Every entry must reappear in your answer exactly as written, though its pictures must not.

Records from a data source
▬▬▬▬▬▬

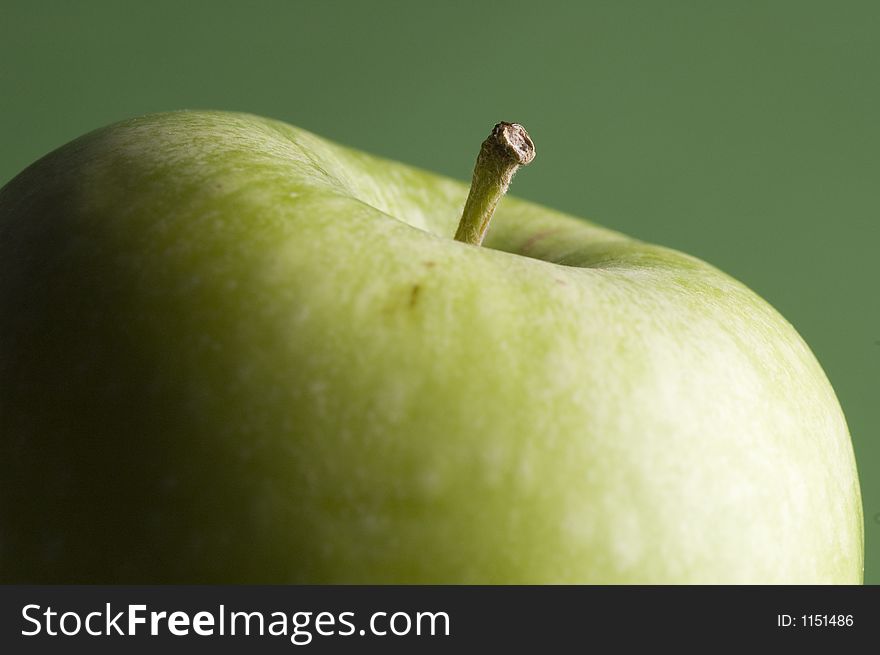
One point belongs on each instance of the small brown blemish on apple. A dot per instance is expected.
(537, 236)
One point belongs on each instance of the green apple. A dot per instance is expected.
(231, 351)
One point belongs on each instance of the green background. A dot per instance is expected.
(746, 133)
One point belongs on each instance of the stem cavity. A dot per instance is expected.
(506, 149)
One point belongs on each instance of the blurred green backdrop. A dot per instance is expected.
(746, 133)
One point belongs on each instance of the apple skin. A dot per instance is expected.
(233, 352)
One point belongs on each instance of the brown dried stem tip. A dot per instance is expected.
(502, 153)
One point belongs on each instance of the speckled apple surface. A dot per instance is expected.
(231, 351)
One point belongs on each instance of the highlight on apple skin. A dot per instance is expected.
(232, 351)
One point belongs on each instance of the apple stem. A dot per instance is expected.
(502, 153)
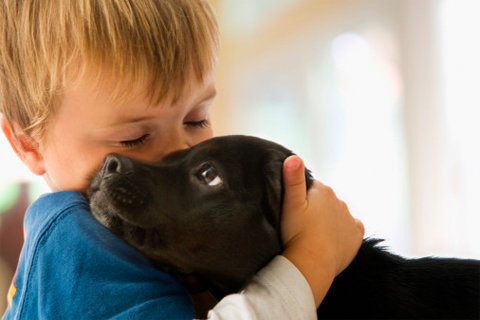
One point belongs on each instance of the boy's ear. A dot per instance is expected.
(26, 150)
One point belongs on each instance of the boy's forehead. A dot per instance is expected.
(104, 88)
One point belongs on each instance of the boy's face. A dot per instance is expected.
(90, 125)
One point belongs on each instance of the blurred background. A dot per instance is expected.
(380, 98)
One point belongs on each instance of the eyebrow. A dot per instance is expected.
(211, 93)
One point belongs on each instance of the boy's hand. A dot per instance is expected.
(320, 236)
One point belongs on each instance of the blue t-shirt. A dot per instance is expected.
(71, 267)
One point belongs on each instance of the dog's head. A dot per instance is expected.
(212, 210)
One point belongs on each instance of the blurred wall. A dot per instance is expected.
(379, 97)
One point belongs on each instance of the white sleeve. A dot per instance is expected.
(278, 291)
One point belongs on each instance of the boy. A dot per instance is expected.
(83, 78)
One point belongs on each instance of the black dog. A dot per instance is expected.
(214, 211)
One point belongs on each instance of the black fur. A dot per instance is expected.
(225, 232)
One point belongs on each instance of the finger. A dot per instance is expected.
(294, 182)
(361, 227)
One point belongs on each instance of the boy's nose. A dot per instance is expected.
(115, 164)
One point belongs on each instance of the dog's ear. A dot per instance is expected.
(273, 197)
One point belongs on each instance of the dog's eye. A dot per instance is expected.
(209, 176)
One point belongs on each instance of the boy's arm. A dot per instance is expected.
(321, 238)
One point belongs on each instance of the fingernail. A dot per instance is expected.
(293, 163)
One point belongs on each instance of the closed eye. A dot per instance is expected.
(198, 124)
(135, 142)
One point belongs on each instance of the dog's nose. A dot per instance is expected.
(114, 164)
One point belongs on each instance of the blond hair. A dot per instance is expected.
(46, 44)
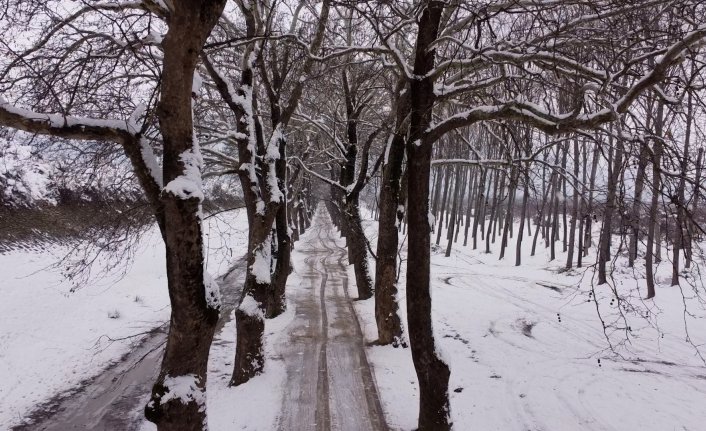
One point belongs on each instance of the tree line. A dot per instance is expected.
(466, 115)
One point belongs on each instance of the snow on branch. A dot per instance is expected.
(317, 175)
(185, 389)
(63, 126)
(552, 123)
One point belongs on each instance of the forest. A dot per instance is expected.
(309, 175)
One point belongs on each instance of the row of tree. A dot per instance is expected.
(510, 100)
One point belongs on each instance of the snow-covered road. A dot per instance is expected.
(329, 382)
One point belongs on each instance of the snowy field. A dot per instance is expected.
(527, 350)
(525, 344)
(53, 337)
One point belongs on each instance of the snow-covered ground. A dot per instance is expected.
(526, 346)
(527, 350)
(53, 337)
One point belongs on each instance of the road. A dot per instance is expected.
(329, 385)
(114, 399)
(329, 382)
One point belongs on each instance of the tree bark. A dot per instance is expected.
(391, 214)
(432, 372)
(193, 313)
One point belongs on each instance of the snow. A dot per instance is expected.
(213, 292)
(526, 347)
(260, 267)
(251, 307)
(53, 337)
(186, 389)
(189, 184)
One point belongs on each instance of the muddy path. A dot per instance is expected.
(330, 385)
(113, 400)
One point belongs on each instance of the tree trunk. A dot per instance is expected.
(681, 236)
(589, 211)
(611, 204)
(391, 210)
(276, 301)
(432, 372)
(194, 305)
(520, 231)
(454, 209)
(635, 216)
(575, 208)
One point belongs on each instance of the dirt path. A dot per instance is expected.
(114, 399)
(329, 382)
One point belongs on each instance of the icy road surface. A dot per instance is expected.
(329, 382)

▬▬▬▬▬▬

• **TASK OUTPUT**:
One point belongs on each instance of the small brown blemish on apple. A dot per instance is expected.
(537, 236)
One point belongs on each instance of the green apple. A dot per instance is expected.
(231, 351)
One point belongs on each instance of the green background. A dot per instance is expected.
(746, 133)
One point belongs on each instance of the stem cavity. A dot per instance is expected.
(506, 149)
One point belongs on each instance of the blurred green backdrop. A dot per instance is expected.
(746, 133)
One point belongs on each instance of the apple skin. A dot per instance is expected.
(233, 352)
One point belongs on each instance of the brown dried stem tip. A dot per instance is expected.
(502, 153)
One point belongs on each instance of the speckled apple surface. A dot per instance is expected.
(231, 351)
One point belongs on each instance of the highlight on apple skin. A dot per instance is expected.
(232, 351)
One point belongs on each instance of the apple stem. A dot per instance is expected.
(502, 153)
One point belongs on each instance of the boy's ear. A dot per instance is expected.
(26, 150)
One point belongs on each instance of the boy's forehead. A dot per instance is expected.
(104, 88)
One point belongs on each instance of the boy's face. A dot per instance is expected.
(90, 125)
One point belongs on each instance of the blurred background. A dot per instance is expected.
(380, 98)
One point belongs on each instance of the eyebrow. A dot per instance is expected.
(211, 93)
One point belongs on each instance of the boy's hand. A dot per instance is expected.
(320, 236)
One point belongs on each instance of the blue t-shirt. A dot per instance is expected.
(71, 267)
One point belongs on each instance of the dog's head. A dot per instance is expected.
(212, 210)
One point belongs on each instance of the blurred wall. A dot per instance is expected.
(379, 97)
One point belongs on each instance of the white sleeve. A dot per instance is expected.
(278, 291)
One point belongs on each instance of the boy. A dot per instance is expected.
(83, 78)
One point belongs on each instance of the black dog. A dot per instance is expected.
(214, 211)
One point belongs on each instance of the black fur. A dot per instance is expected.
(225, 232)
One point belongs on each instance of the finger. A dot per instance is expected.
(294, 182)
(361, 227)
One point belongs on each instance of the boy's nose. A dot per instance is expected.
(115, 164)
One point belongs on each instance of the dog's ear. A dot per instance is expected.
(273, 197)
One point belongs on each instance of the dog's eye. A dot per instance is expected.
(209, 176)
One point belongs on each instance of the boy's arm. A dot per instance is expected.
(321, 238)
One point belongs on each instance of the fingernail. A dot per instance is expected.
(293, 163)
One point belongs on each instance of the closed eye. A dot per instance is expected.
(198, 124)
(135, 142)
One point belongs on each instance of the dog's nose. A dot per instance is expected.
(114, 164)
One point belongs on each instance of the blond hair. A dot per instance is expected.
(46, 44)
One point belongs on each instance of the tree line. A dot per instance is expected.
(466, 115)
One point belongs on each instance of the snow on branch. A dot per instance is expected.
(317, 175)
(185, 389)
(63, 126)
(552, 123)
One point belongs on each instance of the forest. A dot per instance is expected.
(309, 175)
One point belongs on each instance of the row of tree. A dot per instance is expected.
(510, 100)
One point belongs on each instance of the snow-covered road. A dot per instance is expected.
(329, 382)
One point belongs on each instance of the snowy field. A dot per instance is expected.
(527, 350)
(525, 344)
(53, 337)
One point belongs on each instance of the snow-covered ground. A dot per instance is expected.
(526, 346)
(527, 350)
(53, 337)
One point belongs on each instance of the road. A dot per instance is expected.
(329, 385)
(114, 399)
(329, 382)
One point belongs on each instance of the tree bark. A dot per instance is expected.
(391, 214)
(432, 372)
(193, 313)
One point belongs on each instance of the snow. A dot per instance is expected.
(213, 292)
(526, 347)
(260, 267)
(251, 307)
(53, 337)
(186, 389)
(189, 184)
One point belongs on each instance of the muddy path. A dot per instance is expected.
(330, 385)
(113, 400)
One point belongs on each instance of the tree trunk. A dot per instance is expected.
(681, 236)
(589, 211)
(611, 204)
(391, 210)
(276, 301)
(432, 372)
(194, 305)
(520, 231)
(454, 209)
(635, 216)
(575, 208)
One point belongs on each instance of the dirt path. A dot per instance is expected.
(114, 399)
(329, 382)
One point belongs on each instance of the icy road surface. A dot per instance is expected.
(329, 382)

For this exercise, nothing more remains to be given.